Dataset entries —

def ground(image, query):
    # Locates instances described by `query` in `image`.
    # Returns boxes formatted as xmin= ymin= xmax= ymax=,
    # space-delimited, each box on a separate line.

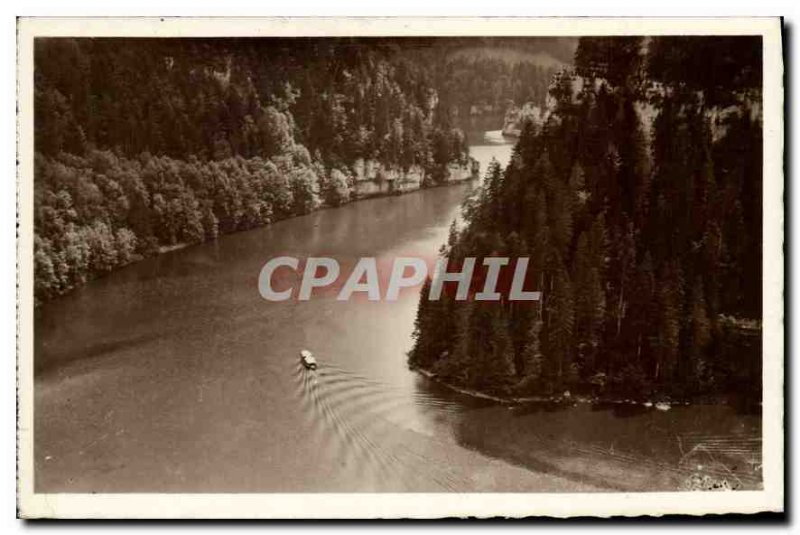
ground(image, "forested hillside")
xmin=33 ymin=38 xmax=571 ymax=304
xmin=410 ymin=37 xmax=763 ymax=403
xmin=34 ymin=38 xmax=481 ymax=303
xmin=439 ymin=53 xmax=561 ymax=116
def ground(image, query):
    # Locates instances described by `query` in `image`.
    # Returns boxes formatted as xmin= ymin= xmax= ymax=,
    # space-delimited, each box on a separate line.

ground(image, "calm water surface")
xmin=34 ymin=128 xmax=759 ymax=492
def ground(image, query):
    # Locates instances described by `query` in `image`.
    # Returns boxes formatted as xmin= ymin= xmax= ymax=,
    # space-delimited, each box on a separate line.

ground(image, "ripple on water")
xmin=293 ymin=361 xmax=470 ymax=491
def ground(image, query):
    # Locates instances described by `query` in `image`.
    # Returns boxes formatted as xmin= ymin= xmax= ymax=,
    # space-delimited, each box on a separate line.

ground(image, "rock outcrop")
xmin=351 ymin=158 xmax=477 ymax=199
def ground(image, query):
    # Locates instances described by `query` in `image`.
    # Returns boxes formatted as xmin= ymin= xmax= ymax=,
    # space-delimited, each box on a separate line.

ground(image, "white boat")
xmin=300 ymin=349 xmax=317 ymax=370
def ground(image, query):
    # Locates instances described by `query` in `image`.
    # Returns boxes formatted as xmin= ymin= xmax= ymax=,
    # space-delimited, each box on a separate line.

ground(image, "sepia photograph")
xmin=16 ymin=17 xmax=784 ymax=518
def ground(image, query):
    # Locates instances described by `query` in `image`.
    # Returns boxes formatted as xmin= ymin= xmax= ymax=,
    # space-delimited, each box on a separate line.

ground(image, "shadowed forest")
xmin=410 ymin=37 xmax=763 ymax=404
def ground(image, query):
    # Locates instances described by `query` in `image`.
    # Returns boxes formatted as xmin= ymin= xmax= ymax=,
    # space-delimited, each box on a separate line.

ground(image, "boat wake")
xmin=291 ymin=361 xmax=469 ymax=491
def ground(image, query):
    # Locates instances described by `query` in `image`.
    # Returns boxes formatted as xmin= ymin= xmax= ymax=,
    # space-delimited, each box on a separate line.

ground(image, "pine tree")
xmin=485 ymin=305 xmax=517 ymax=393
xmin=687 ymin=277 xmax=712 ymax=389
xmin=655 ymin=262 xmax=684 ymax=383
xmin=546 ymin=261 xmax=575 ymax=381
xmin=484 ymin=158 xmax=504 ymax=228
xmin=409 ymin=277 xmax=454 ymax=371
xmin=519 ymin=316 xmax=544 ymax=389
xmin=573 ymin=231 xmax=606 ymax=375
xmin=409 ymin=277 xmax=434 ymax=369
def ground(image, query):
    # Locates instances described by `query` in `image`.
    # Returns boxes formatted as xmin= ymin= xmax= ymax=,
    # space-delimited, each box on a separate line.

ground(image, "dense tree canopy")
xmin=34 ymin=38 xmax=484 ymax=303
xmin=410 ymin=36 xmax=763 ymax=403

Your instructions —
Without the pictures, restate each entry exactly.

Your solution —
def ground(image, query):
    # Locates instances described by `query` in `image`.
    # Returns boxes formatted as xmin= ymin= xmax= ymax=,
    # space-delimited, each box on a separate line.

ground(image, "forested hillside")
xmin=33 ymin=38 xmax=571 ymax=304
xmin=410 ymin=37 xmax=763 ymax=403
xmin=34 ymin=38 xmax=481 ymax=303
xmin=439 ymin=53 xmax=561 ymax=116
def ground(image, query):
    # Locates instances described by `query` in `image`.
    # Returns boxes formatted as xmin= ymin= xmax= ymax=,
    # space-delimited, each box on a separate line.

ground(image, "calm water surface")
xmin=34 ymin=128 xmax=759 ymax=492
def ground(image, query):
    # Locates instances described by `query` in `image`.
    # Returns boxes formatted as xmin= ymin= xmax= ymax=,
    # space-delimited, each box on a separate line.

ground(image, "ripple on water")
xmin=293 ymin=361 xmax=470 ymax=491
def ground(image, query):
    # Locates instances described by `query` in `image`.
    # Returns boxes formatted as xmin= ymin= xmax= ymax=,
    # space-delimited, each box on a separate line.

ground(image, "rock outcrop")
xmin=351 ymin=158 xmax=477 ymax=199
def ground(image, query):
    # Locates instances described by `query` in `image`.
    # Returns boxes formatted as xmin= ymin= xmax= ymax=,
    # space-delimited, each box on a separate line.

ground(image, "white boat")
xmin=300 ymin=349 xmax=317 ymax=370
def ground(image, query):
    # Locates instances described by `query` in `image`.
    # Returns boxes formatted as xmin= ymin= xmax= ymax=,
    # space-delimited, each box on a separate line.

ground(image, "sepia photograph")
xmin=16 ymin=17 xmax=784 ymax=518
def ground(image, query):
    # Locates instances described by `query` in `image`.
    # Returns boxes formatted as xmin= ymin= xmax= ymax=,
    # space-delimited, each box on a separate line.

ground(image, "shadowed forest")
xmin=410 ymin=37 xmax=763 ymax=404
def ground(image, query):
    # Locates instances described by `query` in `image`.
    # Returns boxes formatted as xmin= ymin= xmax= ymax=,
    # space-delimited, each box on a separate line.

ground(image, "boat wake")
xmin=291 ymin=361 xmax=469 ymax=491
def ground(image, query):
    # Locates instances described by `query` in `image`.
    # Returns boxes formatted as xmin= ymin= xmax= ymax=,
    # space-delimited, each box on a separate line.

ground(image, "pine tree")
xmin=485 ymin=305 xmax=517 ymax=393
xmin=687 ymin=277 xmax=712 ymax=389
xmin=655 ymin=262 xmax=684 ymax=383
xmin=546 ymin=261 xmax=575 ymax=381
xmin=484 ymin=158 xmax=504 ymax=228
xmin=409 ymin=277 xmax=454 ymax=371
xmin=519 ymin=316 xmax=544 ymax=389
xmin=573 ymin=231 xmax=606 ymax=375
xmin=409 ymin=277 xmax=434 ymax=369
def ground(image, query):
    # Locates instances described by `query` in `image`.
    # Returns boxes formatted as xmin= ymin= xmax= ymax=,
    # space-delimited, each box on a separate line.

ground(image, "dense tree canopy")
xmin=34 ymin=38 xmax=484 ymax=303
xmin=410 ymin=36 xmax=763 ymax=403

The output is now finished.